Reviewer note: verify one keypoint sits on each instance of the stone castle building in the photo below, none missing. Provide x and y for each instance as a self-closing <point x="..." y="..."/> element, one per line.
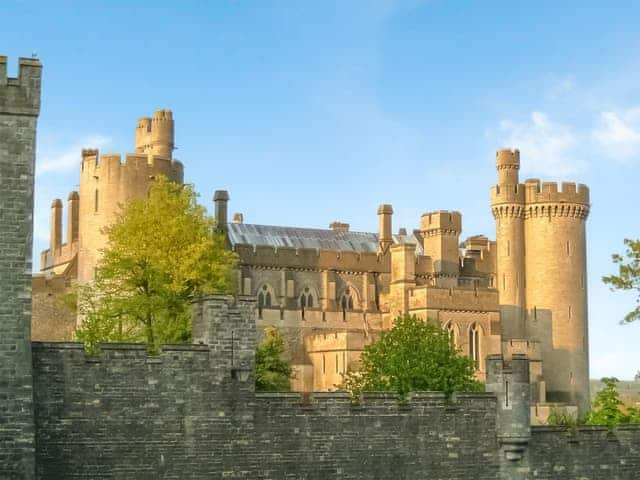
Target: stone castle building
<point x="331" y="292"/>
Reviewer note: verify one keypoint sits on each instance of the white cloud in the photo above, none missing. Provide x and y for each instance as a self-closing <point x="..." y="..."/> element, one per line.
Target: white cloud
<point x="547" y="147"/>
<point x="65" y="158"/>
<point x="618" y="133"/>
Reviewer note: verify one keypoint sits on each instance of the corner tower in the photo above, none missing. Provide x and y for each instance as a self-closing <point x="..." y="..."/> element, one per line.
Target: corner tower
<point x="107" y="183"/>
<point x="541" y="274"/>
<point x="19" y="109"/>
<point x="507" y="206"/>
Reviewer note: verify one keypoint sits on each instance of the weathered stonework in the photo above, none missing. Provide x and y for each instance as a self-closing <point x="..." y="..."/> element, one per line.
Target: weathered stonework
<point x="191" y="412"/>
<point x="19" y="109"/>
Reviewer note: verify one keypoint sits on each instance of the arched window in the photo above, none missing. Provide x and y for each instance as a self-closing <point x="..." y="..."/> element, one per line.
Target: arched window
<point x="265" y="297"/>
<point x="474" y="343"/>
<point x="452" y="331"/>
<point x="346" y="300"/>
<point x="306" y="299"/>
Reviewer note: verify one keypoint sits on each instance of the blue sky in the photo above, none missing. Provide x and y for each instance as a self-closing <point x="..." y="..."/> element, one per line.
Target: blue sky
<point x="310" y="112"/>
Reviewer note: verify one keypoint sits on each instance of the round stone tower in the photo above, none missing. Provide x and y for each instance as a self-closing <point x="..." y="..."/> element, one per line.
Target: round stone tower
<point x="107" y="183"/>
<point x="507" y="205"/>
<point x="541" y="274"/>
<point x="556" y="293"/>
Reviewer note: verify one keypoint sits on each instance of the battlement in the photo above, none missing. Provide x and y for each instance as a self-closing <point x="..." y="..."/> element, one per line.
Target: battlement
<point x="21" y="95"/>
<point x="501" y="194"/>
<point x="508" y="158"/>
<point x="552" y="192"/>
<point x="441" y="221"/>
<point x="336" y="341"/>
<point x="311" y="258"/>
<point x="110" y="165"/>
<point x="454" y="299"/>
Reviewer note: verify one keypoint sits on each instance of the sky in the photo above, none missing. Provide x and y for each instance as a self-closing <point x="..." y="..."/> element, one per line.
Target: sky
<point x="311" y="112"/>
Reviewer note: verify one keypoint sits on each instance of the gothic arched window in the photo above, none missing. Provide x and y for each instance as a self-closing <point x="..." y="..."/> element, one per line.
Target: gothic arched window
<point x="453" y="334"/>
<point x="346" y="300"/>
<point x="306" y="299"/>
<point x="264" y="297"/>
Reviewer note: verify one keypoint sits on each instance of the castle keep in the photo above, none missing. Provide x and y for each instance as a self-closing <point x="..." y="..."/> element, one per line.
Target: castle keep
<point x="331" y="292"/>
<point x="191" y="411"/>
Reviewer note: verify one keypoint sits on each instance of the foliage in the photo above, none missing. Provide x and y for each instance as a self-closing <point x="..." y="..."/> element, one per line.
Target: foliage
<point x="412" y="356"/>
<point x="628" y="277"/>
<point x="272" y="372"/>
<point x="162" y="252"/>
<point x="560" y="416"/>
<point x="607" y="407"/>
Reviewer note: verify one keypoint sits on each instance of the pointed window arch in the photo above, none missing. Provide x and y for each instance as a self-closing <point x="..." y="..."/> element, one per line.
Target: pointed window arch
<point x="474" y="343"/>
<point x="453" y="332"/>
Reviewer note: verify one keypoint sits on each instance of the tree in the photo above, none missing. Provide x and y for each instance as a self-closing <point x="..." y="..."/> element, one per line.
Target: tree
<point x="605" y="409"/>
<point x="272" y="372"/>
<point x="628" y="277"/>
<point x="162" y="252"/>
<point x="413" y="356"/>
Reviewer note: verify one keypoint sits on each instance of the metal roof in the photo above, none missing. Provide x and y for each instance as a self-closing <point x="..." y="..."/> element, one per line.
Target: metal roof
<point x="294" y="237"/>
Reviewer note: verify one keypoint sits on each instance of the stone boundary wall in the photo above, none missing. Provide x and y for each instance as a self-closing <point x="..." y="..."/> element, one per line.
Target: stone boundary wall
<point x="124" y="414"/>
<point x="586" y="453"/>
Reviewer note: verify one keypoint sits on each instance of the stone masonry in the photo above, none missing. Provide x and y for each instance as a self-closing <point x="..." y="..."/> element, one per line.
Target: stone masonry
<point x="19" y="109"/>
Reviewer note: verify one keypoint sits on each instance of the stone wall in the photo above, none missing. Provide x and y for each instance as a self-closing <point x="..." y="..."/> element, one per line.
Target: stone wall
<point x="19" y="108"/>
<point x="191" y="412"/>
<point x="586" y="453"/>
<point x="123" y="414"/>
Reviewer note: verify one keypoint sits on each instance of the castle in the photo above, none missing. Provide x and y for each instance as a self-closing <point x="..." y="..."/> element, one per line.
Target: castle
<point x="191" y="411"/>
<point x="331" y="292"/>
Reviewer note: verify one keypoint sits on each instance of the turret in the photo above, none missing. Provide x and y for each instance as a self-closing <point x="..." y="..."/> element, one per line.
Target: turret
<point x="507" y="205"/>
<point x="556" y="293"/>
<point x="162" y="133"/>
<point x="385" y="239"/>
<point x="441" y="232"/>
<point x="508" y="164"/>
<point x="56" y="226"/>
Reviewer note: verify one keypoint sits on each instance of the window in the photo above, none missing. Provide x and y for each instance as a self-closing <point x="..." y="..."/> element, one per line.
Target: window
<point x="306" y="299"/>
<point x="451" y="330"/>
<point x="264" y="297"/>
<point x="346" y="300"/>
<point x="474" y="343"/>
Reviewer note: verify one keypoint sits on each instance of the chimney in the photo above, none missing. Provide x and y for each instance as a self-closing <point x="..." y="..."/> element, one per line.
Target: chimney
<point x="56" y="226"/>
<point x="339" y="227"/>
<point x="220" y="199"/>
<point x="385" y="239"/>
<point x="73" y="206"/>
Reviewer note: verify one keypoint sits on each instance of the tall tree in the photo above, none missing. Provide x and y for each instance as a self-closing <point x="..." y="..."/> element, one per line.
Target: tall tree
<point x="272" y="372"/>
<point x="413" y="356"/>
<point x="162" y="252"/>
<point x="628" y="277"/>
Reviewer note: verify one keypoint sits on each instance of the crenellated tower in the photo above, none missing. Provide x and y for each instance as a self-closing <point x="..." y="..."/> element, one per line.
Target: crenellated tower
<point x="541" y="274"/>
<point x="107" y="183"/>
········
» **Required action**:
Each entry above should be printed again word for word, with any picture dropped.

» **Exercise solution**:
Reviewer note: verify one keypoint sits on each instance of the stone castle building in the photo below, none missing. Provide x and y for each instance as a self-closing <point x="..." y="..."/> element, one per line.
Target: stone castle building
<point x="331" y="292"/>
Reviewer note: verify one keypoint sits on each instance of the white cloud in the photo above, none missing. Provide x and y for each instance as a self-closing <point x="..." y="..."/> element, one per line.
Target: white cloud
<point x="547" y="147"/>
<point x="65" y="158"/>
<point x="618" y="133"/>
Reviewer note: verify one keypoint sits on each instance of the corner tower in the photo above, none missing. Provide x and y for each instance as a self-closing <point x="..." y="..."/> element, one per line.
Target: corner tower
<point x="107" y="183"/>
<point x="541" y="274"/>
<point x="19" y="109"/>
<point x="507" y="206"/>
Reviewer note: verify one keypoint sits on each instance of the weathered stonework in the photo above, none missing. Provide x and y for each instance as a self-closing <point x="..." y="..."/> element, one per line.
Target: weathered stonework
<point x="191" y="412"/>
<point x="19" y="109"/>
Reviewer note: verify one keypoint sits on each instance of the arched window in the photo above, none missing. Provide x and y for each instance as a self-closing <point x="..." y="..."/> element, one per line.
Target: arched window
<point x="265" y="297"/>
<point x="474" y="343"/>
<point x="452" y="331"/>
<point x="346" y="300"/>
<point x="306" y="299"/>
Reviewer note: verify one keypoint sits on each instance of the blue sky in the photo above, none missing. Provide x and y for each instance as a self-closing <point x="..." y="..."/> element, one per line.
Target: blue sky
<point x="310" y="112"/>
Reviewer note: verify one keypoint sits on each instance of the round stone tower in the photo above, none missing. Provide x and y for each instance as a self-closing <point x="..." y="..."/> element, one per line.
Target: round stone tower
<point x="107" y="183"/>
<point x="507" y="205"/>
<point x="541" y="274"/>
<point x="556" y="293"/>
Reviewer note: verify one keypoint sits on each instance of the battlement in the photo above, none missing. Provide x and y for each instance as a self-closing <point x="..." y="..."/> element, one per line.
Target: battlement
<point x="21" y="95"/>
<point x="501" y="194"/>
<point x="508" y="158"/>
<point x="552" y="192"/>
<point x="441" y="221"/>
<point x="336" y="341"/>
<point x="311" y="258"/>
<point x="110" y="165"/>
<point x="454" y="299"/>
Reviewer note: verify one keypoint sits on each instance of the sky in the photo above, none missing. Provide x and y for each instance as a self-closing <point x="..." y="..."/> element, one per line.
Target: sky
<point x="311" y="112"/>
Reviewer note: verify one keypoint sits on each instance of the gothic arched window in the photo above, none missing. Provide x and y for each instance as a self-closing <point x="..." y="..."/> element, one per line.
Target: gothic arched window
<point x="453" y="334"/>
<point x="346" y="300"/>
<point x="306" y="299"/>
<point x="264" y="297"/>
Reviewer note: verify one keypoint sits on each instance of the castle keep in the photo above, none missing. Provide x and y for each instance as a self-closing <point x="..." y="..."/> element, one per line.
Target: castle keep
<point x="331" y="292"/>
<point x="191" y="411"/>
Reviewer note: verify one keypoint sits on each instance of the foliage in the photo above, none missing. Provide x and y for each instance as a self-closing <point x="..." y="..."/> element, one per line.
Target: foliage
<point x="412" y="356"/>
<point x="628" y="277"/>
<point x="272" y="372"/>
<point x="162" y="252"/>
<point x="560" y="416"/>
<point x="607" y="407"/>
Reviewer note: verify one keypoint sits on each instance of the pointed window arch in the photo above, none missing. Provide x and y for each instance as a self-closing <point x="..." y="..."/> element, one per line.
Target: pointed window arch
<point x="474" y="343"/>
<point x="453" y="332"/>
Reviewer note: verify one keypoint sits on each instance of the tree in the photo above, none missing. Provide x and y for each instance as a self-closing <point x="..." y="..."/> element, one per line.
Target: tree
<point x="605" y="409"/>
<point x="272" y="372"/>
<point x="628" y="277"/>
<point x="162" y="252"/>
<point x="413" y="356"/>
Reviewer note: verify one keypoint sits on each instance of the metal roof in the photo above, none missing. Provide x and y for each instance as a self-closing <point x="..." y="..."/> element, one per line.
Target: metal roof
<point x="294" y="237"/>
Reviewer note: verify one keypoint sits on each instance of the stone boundary wall in the photo above, none missing. Provide x and y for each instance as a self-closing <point x="..." y="..."/> element, one per line.
Target: stone boundary wall
<point x="124" y="414"/>
<point x="586" y="453"/>
Reviewer note: verify one keypoint sits on each instance of the stone masonry in the photo above, none missing. Provide x and y for each instance as a self-closing <point x="..." y="..."/> element, one per line.
Target: stone masonry
<point x="19" y="109"/>
Reviewer note: verify one keypoint sits on each instance of the stone wall in the photo above, none missing. Provide x and y for each instance as a self-closing <point x="..." y="..."/> element, one per line.
Target: stone wall
<point x="19" y="108"/>
<point x="191" y="412"/>
<point x="586" y="453"/>
<point x="123" y="414"/>
Reviewer note: verify one keypoint sits on each instance of the castle in the photo above, none missing. Provide x and y for each instance as a self-closing <point x="..." y="..."/> element, one per line.
Target: castle
<point x="191" y="411"/>
<point x="331" y="292"/>
Reviewer note: verify one keypoint sits on each instance of the turret in the photo above, none missing. Provide x and y for each instance as a self-closing <point x="..." y="..."/> element, one per line.
Target: turret
<point x="507" y="205"/>
<point x="556" y="293"/>
<point x="162" y="133"/>
<point x="385" y="239"/>
<point x="441" y="232"/>
<point x="508" y="164"/>
<point x="56" y="226"/>
Reviewer note: verify one keypoint sits on each instance of the window in the photo above, none missing. Provide x and y for each instance as a self-closing <point x="..." y="..."/> element, one per line.
Target: window
<point x="306" y="299"/>
<point x="451" y="330"/>
<point x="264" y="297"/>
<point x="346" y="300"/>
<point x="474" y="343"/>
Reviewer note: verify one keypoint sits on each instance of the chimney in the photo above, none missing. Provide x and y for each instance as a self-closing <point x="..." y="..."/> element, one per line.
Target: chimney
<point x="56" y="226"/>
<point x="339" y="227"/>
<point x="220" y="199"/>
<point x="385" y="239"/>
<point x="73" y="206"/>
Reviewer note: verify one keypoint sits on each instance of the tall tree in the photo above, none missing. Provide x and y for each instance as a self-closing <point x="..." y="..."/> element, one per line.
Target: tall tree
<point x="272" y="372"/>
<point x="413" y="356"/>
<point x="162" y="252"/>
<point x="628" y="277"/>
Reviewer note: verify one keypoint sits on each instance of the crenellated tower in the photo above, none missing. Provide x and y for each instance as a self-closing <point x="..." y="..."/> element, one per line.
Target: crenellated tower
<point x="541" y="274"/>
<point x="107" y="183"/>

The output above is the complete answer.